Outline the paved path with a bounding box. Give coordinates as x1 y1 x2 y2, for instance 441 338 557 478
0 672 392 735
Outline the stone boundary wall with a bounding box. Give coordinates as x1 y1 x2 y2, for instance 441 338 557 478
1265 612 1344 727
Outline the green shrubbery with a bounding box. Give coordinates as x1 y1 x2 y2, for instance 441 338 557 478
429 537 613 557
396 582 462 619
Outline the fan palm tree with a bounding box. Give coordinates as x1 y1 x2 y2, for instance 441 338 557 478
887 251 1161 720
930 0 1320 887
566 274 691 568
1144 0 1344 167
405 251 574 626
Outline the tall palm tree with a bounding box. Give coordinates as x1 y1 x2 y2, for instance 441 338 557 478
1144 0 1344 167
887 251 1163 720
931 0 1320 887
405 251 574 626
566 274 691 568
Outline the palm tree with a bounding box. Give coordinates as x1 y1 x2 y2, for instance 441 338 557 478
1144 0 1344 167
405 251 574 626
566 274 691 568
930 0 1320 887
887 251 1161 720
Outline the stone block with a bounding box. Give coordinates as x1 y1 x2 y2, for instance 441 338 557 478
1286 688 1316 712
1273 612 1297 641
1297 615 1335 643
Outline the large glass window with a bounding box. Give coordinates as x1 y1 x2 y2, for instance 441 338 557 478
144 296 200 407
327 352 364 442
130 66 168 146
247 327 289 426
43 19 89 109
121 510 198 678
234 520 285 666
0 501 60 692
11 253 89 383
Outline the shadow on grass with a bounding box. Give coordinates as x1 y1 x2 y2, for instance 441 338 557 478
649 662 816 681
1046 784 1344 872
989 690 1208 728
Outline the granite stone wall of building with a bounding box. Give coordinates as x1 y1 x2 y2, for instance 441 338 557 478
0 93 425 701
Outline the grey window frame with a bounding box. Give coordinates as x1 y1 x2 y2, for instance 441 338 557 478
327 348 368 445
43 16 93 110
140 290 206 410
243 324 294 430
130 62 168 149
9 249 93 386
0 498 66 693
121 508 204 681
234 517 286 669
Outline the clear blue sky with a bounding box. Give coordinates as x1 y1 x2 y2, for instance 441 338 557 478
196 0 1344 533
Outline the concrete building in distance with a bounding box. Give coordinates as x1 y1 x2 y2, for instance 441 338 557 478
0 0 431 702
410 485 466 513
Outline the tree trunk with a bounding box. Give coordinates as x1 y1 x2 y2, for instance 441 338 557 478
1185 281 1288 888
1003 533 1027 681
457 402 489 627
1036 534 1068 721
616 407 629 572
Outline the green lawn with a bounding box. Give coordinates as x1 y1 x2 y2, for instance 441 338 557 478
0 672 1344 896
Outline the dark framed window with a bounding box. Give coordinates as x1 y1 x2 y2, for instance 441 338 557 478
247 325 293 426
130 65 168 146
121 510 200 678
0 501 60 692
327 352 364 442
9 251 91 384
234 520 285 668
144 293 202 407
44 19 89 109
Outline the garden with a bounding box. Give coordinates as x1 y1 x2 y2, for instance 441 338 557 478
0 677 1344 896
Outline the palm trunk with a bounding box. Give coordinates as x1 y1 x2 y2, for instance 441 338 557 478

......

(Your instructions) Can you reproduce every one of the records above, word for word and unchanged?

(Completed exercise)
Outline the paved path with a bounding box. Give coordinates as x1 y1 x2 y2, for instance 441 338 557 478
0 672 392 735
Outline the stone boundary wall with a bounding box. Give coordinates as x1 y1 x2 y2, for instance 441 338 557 478
1265 612 1344 727
Outline the green shrubbery with a bounding box. Give coordinates as x1 y1 x2 y2, for instance 441 338 557 478
429 537 613 557
396 582 462 619
Outline the fan palm tree with a bounding box. Give coordinates as x1 y1 x2 y2, for instance 441 338 557 478
887 251 1161 720
930 0 1320 887
566 274 691 568
1144 0 1344 167
405 251 574 626
Outline the tall palm tree with a bounding box. Give coordinates as x1 y1 x2 y2, for instance 441 338 557 478
1144 0 1344 167
887 251 1163 720
931 0 1320 887
405 251 574 626
566 274 691 568
Outline the palm tree with a bounding box. Give coordinates as x1 y1 x2 y2, for instance 441 338 557 478
1144 0 1344 167
405 251 574 626
566 274 691 568
930 0 1320 887
887 251 1161 720
Outline the stone block with a bounding box. Give coordinates as x1 y1 x2 y2, for instance 441 338 557 478
1286 688 1316 712
1273 612 1297 641
1297 615 1335 643
Outline the large glass window with a bounding box. Give coordinates as x1 y1 x2 y2, for instance 441 338 557 478
144 296 200 407
327 352 364 442
130 66 168 146
247 327 289 426
43 19 89 109
121 510 198 678
234 520 285 666
0 501 60 692
11 253 89 383
Outline the shadow on grass with a bounding box. Give coordinates as x1 y1 x2 y2, for instance 441 338 557 478
649 662 816 681
1046 784 1344 872
989 690 1208 728
Outline the granite stone wall of building with a bounding box. Give coordinates as x1 y1 x2 y2, for instance 441 338 557 478
0 93 425 701
Outline the grey window frame with a bounding box. Give coordinates as x1 y1 x2 y2, for instance 441 338 557 478
327 348 368 445
43 16 93 110
140 290 206 410
243 324 294 430
130 62 168 149
9 249 93 386
0 498 66 693
121 508 204 681
234 517 286 669
Outline the clear blue sky with a bounding box. Give coordinates as x1 y1 x2 y2, for instance 441 338 557 478
196 0 1344 533
Outline the concrete building in distance with a bounding box. Give coordinates as x1 y1 x2 y2, for instance 441 338 557 478
0 0 431 702
410 485 466 513
Outline the tree trunk with a bounding box. Give coordinates as x1 y1 x2 y2, for instance 441 338 557 478
1185 281 1288 888
1003 533 1027 681
457 402 489 627
1036 534 1068 721
616 407 629 572
Outline the green lawn with a bounding box. Give coordinates as x1 y1 x2 y2, for instance 441 338 557 478
0 672 1344 896
Outline the dark framed window with a bounding box. Give coordinates as x1 y1 x2 y2, for instance 441 338 557 478
247 325 293 426
130 65 168 146
121 510 200 678
0 501 60 692
327 352 364 442
9 251 91 384
234 520 285 668
144 293 202 407
44 19 89 109
Outline the garden with a bounding box. Give coordinates as x1 y1 x2 y2, for instance 441 338 557 478
0 677 1344 896
Outline the palm trunk with a bounding box. Give coordinates as x1 y1 x2 y2, for instance 441 338 557 478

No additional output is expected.